[[ INPUT RECORDS, beginning ]]

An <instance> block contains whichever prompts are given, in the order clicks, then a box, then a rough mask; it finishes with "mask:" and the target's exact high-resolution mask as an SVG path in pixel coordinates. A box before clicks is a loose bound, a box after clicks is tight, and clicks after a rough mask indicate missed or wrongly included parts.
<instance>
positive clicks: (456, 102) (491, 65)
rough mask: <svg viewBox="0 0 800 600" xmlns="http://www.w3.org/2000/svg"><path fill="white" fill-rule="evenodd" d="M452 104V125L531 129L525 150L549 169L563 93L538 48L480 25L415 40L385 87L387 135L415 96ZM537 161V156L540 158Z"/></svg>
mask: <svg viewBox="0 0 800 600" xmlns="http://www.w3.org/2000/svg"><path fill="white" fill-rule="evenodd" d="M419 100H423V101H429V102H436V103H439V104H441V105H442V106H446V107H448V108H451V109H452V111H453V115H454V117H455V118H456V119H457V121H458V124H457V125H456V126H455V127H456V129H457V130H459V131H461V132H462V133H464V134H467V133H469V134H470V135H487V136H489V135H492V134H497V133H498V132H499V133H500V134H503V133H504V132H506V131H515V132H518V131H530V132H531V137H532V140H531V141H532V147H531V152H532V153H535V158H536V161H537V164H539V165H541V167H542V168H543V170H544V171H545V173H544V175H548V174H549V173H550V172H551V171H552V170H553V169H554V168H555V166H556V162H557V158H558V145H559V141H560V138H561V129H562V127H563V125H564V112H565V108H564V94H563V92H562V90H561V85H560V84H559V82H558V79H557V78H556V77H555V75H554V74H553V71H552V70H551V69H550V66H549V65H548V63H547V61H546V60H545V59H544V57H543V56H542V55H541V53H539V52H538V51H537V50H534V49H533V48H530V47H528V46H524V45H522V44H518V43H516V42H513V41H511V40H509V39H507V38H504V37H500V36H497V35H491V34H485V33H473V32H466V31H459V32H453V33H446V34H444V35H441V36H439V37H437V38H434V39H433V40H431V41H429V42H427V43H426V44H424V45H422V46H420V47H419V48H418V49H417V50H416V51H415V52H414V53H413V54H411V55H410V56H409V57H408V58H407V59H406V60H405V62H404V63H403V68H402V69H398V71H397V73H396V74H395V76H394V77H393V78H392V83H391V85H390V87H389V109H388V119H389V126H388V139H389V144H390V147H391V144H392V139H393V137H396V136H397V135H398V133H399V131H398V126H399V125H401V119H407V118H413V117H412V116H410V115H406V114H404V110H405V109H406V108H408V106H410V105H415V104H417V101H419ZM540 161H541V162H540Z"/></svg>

[[ INPUT RECORDS, end ]]

**HOW TO COMPLETE THIS TASK:** What lines in the material above hold the word "instance"? Pull them out.

**WRITTEN ANSWER:**
An <instance> block contains whichever prompts are given, in the order clicks, then a box, then a rough mask; it finishes with "mask:" and the target's exact high-resolution mask as an SVG path in pixel coordinates. A box before clicks is a loose bound, a box after clicks is tight, and clicks after a rough mask indicate missed or wrongly included parts.
<instance>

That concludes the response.